▸ **Task statement**:
Write out the records from the line containing "Report the position of each instance of the ceiling fan blade" down through the line containing "[[112, 311], [481, 321], [213, 309], [46, 368], [542, 385]]", substituting "Object" for every "Target" and leaving everything else unchanged. Give only those lines.

:: The data ::

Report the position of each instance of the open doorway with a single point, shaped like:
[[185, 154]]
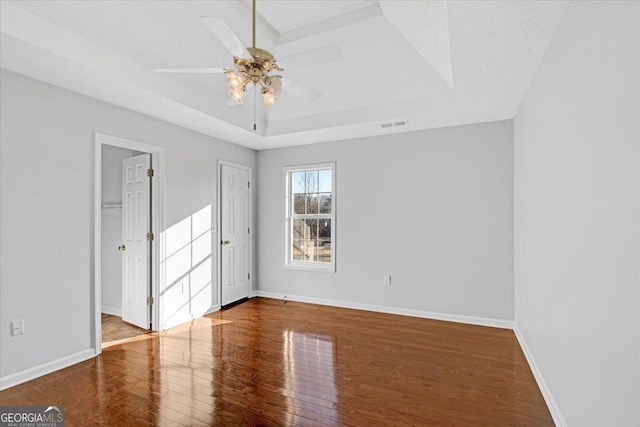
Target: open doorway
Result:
[[114, 290], [128, 200]]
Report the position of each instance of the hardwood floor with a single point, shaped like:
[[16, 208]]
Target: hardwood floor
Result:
[[115, 329], [273, 363]]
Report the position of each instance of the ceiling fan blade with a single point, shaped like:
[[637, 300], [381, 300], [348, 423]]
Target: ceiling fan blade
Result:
[[190, 70], [299, 90], [227, 37], [319, 55]]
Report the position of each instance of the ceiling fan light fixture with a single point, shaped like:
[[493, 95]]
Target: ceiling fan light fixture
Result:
[[237, 94], [236, 80], [268, 98]]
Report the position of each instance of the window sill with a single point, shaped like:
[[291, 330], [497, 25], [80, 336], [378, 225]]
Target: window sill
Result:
[[324, 268]]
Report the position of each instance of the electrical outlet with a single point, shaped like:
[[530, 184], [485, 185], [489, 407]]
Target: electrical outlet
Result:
[[17, 327]]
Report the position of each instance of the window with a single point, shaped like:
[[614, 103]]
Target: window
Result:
[[310, 217]]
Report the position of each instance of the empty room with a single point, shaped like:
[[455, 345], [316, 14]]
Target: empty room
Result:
[[319, 213]]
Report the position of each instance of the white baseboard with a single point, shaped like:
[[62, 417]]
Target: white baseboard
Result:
[[112, 311], [481, 321], [213, 309], [46, 368], [542, 385]]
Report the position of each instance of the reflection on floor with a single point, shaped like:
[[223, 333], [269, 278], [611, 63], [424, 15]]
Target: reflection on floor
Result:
[[274, 363], [115, 329]]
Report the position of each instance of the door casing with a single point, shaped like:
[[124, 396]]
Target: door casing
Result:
[[157, 225], [219, 228]]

:::

▸ **Answer to the problem**:
Report the position of each instance of the ceiling fan blade with a single point, shaped like:
[[637, 300], [381, 300], [348, 423]]
Object: ceiling fan blade
Result:
[[190, 70], [299, 90], [227, 37], [319, 55]]
Report the position of each instance of the ceiling fan light fixture with a single point, shaped like:
[[493, 95]]
Object: ceiling fan light fixture
Result:
[[237, 94], [236, 80], [268, 98]]
Report the position of each instance of the window sill with a single point, shaped like:
[[291, 330], [497, 25], [80, 336], [378, 225]]
Object: window sill
Result:
[[324, 268]]
Report the position of each instance of the electrical outlet with a single point, shaped like:
[[530, 184], [485, 185], [489, 407]]
Object: electrical outlet
Result:
[[17, 327]]
Report the position of each instance of the window with a single point, shaped like:
[[614, 103]]
Object: window
Result:
[[310, 217]]
Report the position of each instance of the empty room with a single point, shaped like:
[[455, 345], [316, 14]]
Object: empty room
Result:
[[319, 213]]
Report the position of each instance of the white baseboard with a single point, shaped like:
[[62, 417]]
Object: white baseboard
Result:
[[112, 311], [481, 321], [213, 309], [46, 368], [542, 385]]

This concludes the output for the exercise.